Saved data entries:
>>>
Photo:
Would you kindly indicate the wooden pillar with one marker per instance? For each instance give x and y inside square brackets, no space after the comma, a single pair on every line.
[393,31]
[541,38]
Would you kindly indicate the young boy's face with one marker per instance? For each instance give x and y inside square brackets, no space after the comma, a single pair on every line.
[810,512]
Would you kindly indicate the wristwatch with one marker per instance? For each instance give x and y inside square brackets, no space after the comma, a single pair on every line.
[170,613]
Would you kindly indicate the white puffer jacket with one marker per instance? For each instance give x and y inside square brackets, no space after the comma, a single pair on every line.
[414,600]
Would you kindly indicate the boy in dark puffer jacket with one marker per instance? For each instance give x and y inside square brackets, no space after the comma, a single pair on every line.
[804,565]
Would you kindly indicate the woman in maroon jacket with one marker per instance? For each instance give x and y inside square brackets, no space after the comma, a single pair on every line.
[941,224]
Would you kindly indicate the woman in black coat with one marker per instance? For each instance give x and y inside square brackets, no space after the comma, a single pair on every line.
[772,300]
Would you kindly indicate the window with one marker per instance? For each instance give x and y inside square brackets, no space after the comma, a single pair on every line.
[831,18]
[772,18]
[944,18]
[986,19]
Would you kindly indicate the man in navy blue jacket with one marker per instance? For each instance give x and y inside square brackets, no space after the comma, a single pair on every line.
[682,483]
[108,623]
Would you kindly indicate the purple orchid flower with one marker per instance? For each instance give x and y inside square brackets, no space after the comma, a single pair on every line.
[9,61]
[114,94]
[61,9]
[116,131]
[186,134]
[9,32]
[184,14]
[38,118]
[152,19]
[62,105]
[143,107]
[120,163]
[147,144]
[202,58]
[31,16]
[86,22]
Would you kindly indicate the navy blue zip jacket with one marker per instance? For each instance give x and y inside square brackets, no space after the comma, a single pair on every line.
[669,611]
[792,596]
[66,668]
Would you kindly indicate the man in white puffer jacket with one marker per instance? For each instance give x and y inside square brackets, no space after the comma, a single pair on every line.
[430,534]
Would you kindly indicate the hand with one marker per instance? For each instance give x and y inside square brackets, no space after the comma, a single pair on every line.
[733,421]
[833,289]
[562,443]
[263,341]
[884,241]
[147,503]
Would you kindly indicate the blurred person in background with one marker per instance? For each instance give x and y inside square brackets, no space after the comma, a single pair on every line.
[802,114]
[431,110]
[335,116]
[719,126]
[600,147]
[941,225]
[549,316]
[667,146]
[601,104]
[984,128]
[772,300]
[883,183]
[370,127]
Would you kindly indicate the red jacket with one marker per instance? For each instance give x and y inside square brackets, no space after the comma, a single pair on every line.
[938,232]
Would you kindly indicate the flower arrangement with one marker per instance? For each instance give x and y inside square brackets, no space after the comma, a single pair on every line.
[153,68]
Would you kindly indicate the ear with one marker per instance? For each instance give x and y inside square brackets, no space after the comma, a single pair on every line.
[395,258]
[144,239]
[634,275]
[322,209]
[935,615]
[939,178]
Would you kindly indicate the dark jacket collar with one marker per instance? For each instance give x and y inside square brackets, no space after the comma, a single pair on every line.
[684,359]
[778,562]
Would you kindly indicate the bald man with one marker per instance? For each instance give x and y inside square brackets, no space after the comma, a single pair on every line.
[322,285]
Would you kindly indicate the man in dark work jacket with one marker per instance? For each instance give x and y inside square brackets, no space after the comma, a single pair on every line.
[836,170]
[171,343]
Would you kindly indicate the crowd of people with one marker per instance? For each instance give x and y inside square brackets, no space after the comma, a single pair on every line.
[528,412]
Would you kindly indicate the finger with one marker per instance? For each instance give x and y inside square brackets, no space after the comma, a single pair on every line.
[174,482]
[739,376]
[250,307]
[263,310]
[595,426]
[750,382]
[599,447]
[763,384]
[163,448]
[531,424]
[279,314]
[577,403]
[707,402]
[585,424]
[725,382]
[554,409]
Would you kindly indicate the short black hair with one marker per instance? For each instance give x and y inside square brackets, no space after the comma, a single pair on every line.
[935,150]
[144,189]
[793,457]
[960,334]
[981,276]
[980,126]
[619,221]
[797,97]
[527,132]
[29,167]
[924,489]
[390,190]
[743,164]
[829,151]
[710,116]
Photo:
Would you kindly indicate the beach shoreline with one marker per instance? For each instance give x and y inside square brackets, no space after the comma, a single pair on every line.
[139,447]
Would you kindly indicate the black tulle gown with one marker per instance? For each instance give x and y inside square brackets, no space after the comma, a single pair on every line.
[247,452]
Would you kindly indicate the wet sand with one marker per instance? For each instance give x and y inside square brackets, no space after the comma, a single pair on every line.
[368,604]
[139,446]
<<<
> _Work to complete_
Repeat every entry exactly, please.

> _Task answer_
Photo:
Would you kindly indicate the wooden pillar with one marker per instance? For each instance give x and y inside square brackets, no space after the comma, a single pair on every line.
[393,31]
[541,38]
Would you kindly indicate the young boy's face with one marker per instance? For each instance give x and y inside square brackets, no space after the comma, a single pair on every line.
[810,512]
Would you kindly indicate the wristwatch with one marker per instance? For each instance give x and y inside square brackets, no space after the comma, a single pair on every line.
[170,613]
Would you kindly indicate the white puffer jacket with one marker per instance? For each instance give x and y inside square brackets, no space after the comma, a single pair on every line.
[414,600]
Would you kindly indicate the boy in dark puffer jacket with one marker per instance? For each instance give x and y inside square brackets, no space after the comma, a single pair on every line.
[804,565]
Would you kindly indicate the woman in maroon jacket with one marker per instance? For each instance give x and y inside square brackets, no space after the comma, a single pair on every line.
[941,224]
Would you kindly indicate the woman in black coat with one marker per instance? For each instance give x and y inside square brackets, no space after the comma, a single pair on every line.
[772,300]
Would you kindly indicate the window with one marker per instance? For each instance give x and y inside square brackets, no space after the comma, a single pair on every line.
[831,18]
[772,18]
[944,18]
[986,19]
Would you kindly indicate the man in navy blue jacket with one marker per instance? For each instance give x and y inside square brackets, no space after the comma, a single pair on every line.
[682,483]
[108,623]
Would you kindly indicate the purple orchid flower with one marker per instance? For each instance give x and y inside square brackets, no space after the comma, a single pair on every line.
[9,61]
[114,94]
[61,9]
[116,131]
[186,134]
[9,32]
[184,14]
[38,118]
[152,19]
[62,105]
[143,107]
[120,163]
[147,144]
[202,58]
[31,16]
[86,22]
Would you kindly indicate the navy blue zip jacket with one marker per instance? For each instance give x and y inside square brackets, no space after the comma, a single pair on every line.
[669,611]
[792,596]
[66,668]
Would you kindly indicate the man in white puffer jacket with one marker per instance? For each instance give x and y inside square brackets, no space after the comma, a single pair on every line.
[430,534]
Would you kindly indicate the hand with one marker per instance? For each instance give x and y inside square brackets, no space after the comma, a single pair on every line.
[733,421]
[833,289]
[562,443]
[263,341]
[884,241]
[147,503]
Would you kindly indicate the blurred person in background with one marker per instance? For each instance give x and y inside square brackets, no space after the comma, a single pair on every line.
[802,114]
[431,110]
[335,116]
[719,126]
[600,147]
[941,225]
[549,316]
[667,146]
[601,104]
[984,128]
[772,300]
[883,183]
[370,127]
Would you kindly indicate the red jacket with one marker per instance? For each instance give x and y inside square brackets, no space after the comma, a single pair on every line.
[938,232]
Would you kindly indicate the flower arrangement with one marker per instance? For each instance give x and y inside square brackets, no space after the comma, a single pair on every line.
[153,68]
Would you kindly indicate the ear with one marker per instance? For each instance give x and y inside square brackets, no space after the comma, a single pair on every line.
[395,258]
[144,239]
[634,275]
[322,209]
[935,615]
[939,178]
Would you kindly indicate the dark jacket collar with one marker per instance? For each instance give x and y inside square brackets, no space after the comma, a single pair on every line.
[684,359]
[778,562]
Would you kindly indicate the bald man with one marker per instance? For each instance give x and y inside square brackets, no space after the comma, a single pair on every line.
[322,285]
Would you kindly indicate the man in dark work jacket with one marker per instance? For each instance give x and y inside square brackets, no space after the comma, a single pair on every line.
[836,170]
[171,343]
Would you kindly indicate the crowd of people with one marker per instance? For each instance give x and y inside square brackets, no space after the comma, a single pair on every line.
[528,412]
Would you kindly indicate the finger with one marker per instance? For each instance give x and y inside square brackets, no space after the comma, a single pair on every line.
[174,482]
[739,376]
[250,307]
[263,310]
[595,426]
[750,382]
[599,447]
[763,384]
[163,448]
[531,424]
[279,314]
[577,403]
[707,402]
[585,424]
[725,382]
[554,409]
Would you kindly indicate the short black hair with one marker per instance? For each instance give x and y inside square brackets, no space after the comma, a single pair on every line.
[935,150]
[144,189]
[793,457]
[960,334]
[981,276]
[980,126]
[619,221]
[797,97]
[527,132]
[29,167]
[924,489]
[390,190]
[743,164]
[829,151]
[710,116]
Photo:
Would you kindly indicate the beach shoreline with one marker per instance? For each instance give x and y inside square brackets, no space after the comma, a single pair on every line.
[139,447]
Would you kindly indicate the black tulle gown with one marker per instance? For each instance give x and y inside square brackets, no space after the comma, a single pair on every line.
[247,452]
Would you kindly indicate the wet sand with one marker per instance? For each instance give x and y inside square brackets, no space after the comma, a single pair on every line.
[368,604]
[139,446]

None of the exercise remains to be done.